> O QUE FAZER:
[a] Responda às perguntas abaixo com base no trecho.
(i) Qual é o nome completo da VAR-Palmares?
(ii) A quem o trecho atribui a expressão "amnésia periódica sobre a presença dos índios no Brasil"?
(iii) Em que ano foi apreendido o "Informe da reunião da direção"?
[b] Cite literalmente a parte do trecho que se abre com as palavras "Aconselho também que" e se fecha com "de via revolucionária.".

> TRECHO:
===

Aconselho também que se vejam os vídeos desse povo, inclusive o emocionante "Salve Dilma! Aqueles que irão morrer te saúdam":
http://pib.socioambiental.org/pt/povo/guarani-kaiowa/2300
E, mencionando a presidenta, lembro que já escrevi sobre a VAR-Palmares, a Vanguarda Armada Revolucionária Zumbi dos Palmares, de que ela participou. Como se sabe, foi um dos grupos da esquerda clandestina armada que surgiu durante a ditadura militar no fim dos anos 1960, e foi destruído no início da década seguinte.
Além das ações armadas (entre elas, o roubo - chamava-se desapropriação - do cofre da amante de Ademar de Barros, em que o honesto político depositou o fruto de anos dedicados ao interesse público), o grupo elaborou textos em que tentava interpretar o Brasil e propor saídas para o país por  meio de via revolucionária.
A vocação da esquerda da época para o fracionamento revelava-se nesses momentos: havia ou houve feudalismo no país? A guerrilha deveria ser urbana ou rural? Guevara ou Mao? Questões como essas a dividiam. Algo, no entanto, havia de comum a pelos menos grande parte desses grupos, e também à direita no poder. Era o que é chamado por Carlos Alberto Ricardo de "amnésia periódica sobre a presença dos índios no Brasil": http://opalcoeomundo.blogspot.com.br/2012/04/desarquivando-o-brasil-xxxv-emancipacao.html#more
Essa amnésia estava presente também naquele grupo de esquerda, bem como nos outros cujos textos conheço. Neste "Informe da reunião da direção", apreendido em 1972 no Rio de Janeiro (encontrei o documento, porém, no Arquivo Público do Estado de São Paulo), pode-se ler esta passagem típica:


Existe o campo, mas não a floresta. "A relação cidade-campo dentro da estratégia de guerra revolucionária ainda não foi bem definida, volta e meia se torna a esse ponto, e as discussões se embananam."
Segundo documentos congêneres, considerava-se que o outro, em relação à cidade, era apenas o campo. No entanto, havia outros, que não eram percebidos, em relação a esse binômio cidade-campo, como a floresta. No fundo, cidade e campo eram apenas diferentes espaços, economicamente especializados, da mesma cadeia produtiva. O que não podia ser visto nessa cadeia, e era um outro mais radical, simplesmente era ignorado, mesmo pelos revolucionários. Tal era o défice antropológico do entendimento que essa esquerda tinha do Brasil.

===

> SEÇÃO DE DADOS:
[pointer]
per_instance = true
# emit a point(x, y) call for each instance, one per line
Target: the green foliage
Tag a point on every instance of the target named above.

===

> RESPOSTAS POR TAREFA:
[a]
(i) Vanguarda Armada Revolucionária Zumbi dos Palmares
(ii) A Carlos Alberto Ricardo
(iii) Em 1972

[b]
Aconselho também que se vejam os vídeos desse povo, inclusive o emocionante "Salve Dilma! Aqueles que irão morrer te saúdam":
http://pib.socioambiental.org/pt/povo/guarani-kaiowa/2300
E, mencionando a presidenta, lembro que já escrevi sobre a VAR-Palmares, a Vanguarda Armada Revolucionária Zumbi dos Palmares, de que ela participou. Como se sabe, foi um dos grupos da esquerda clandestina armada que surgiu durante a ditadura militar no fim dos anos 1960, e foi destruído no início da década seguinte.
Além das ações armadas (entre elas, o roubo - chamava-se desapropriação - do cofre da amante de Ademar de Barros, em que o honesto político depositou o fruto de anos dedicados ao interesse público), o grupo elaborou textos em que tentava interpretar o Brasil e propor saídas para o país por  meio de via revolucionária.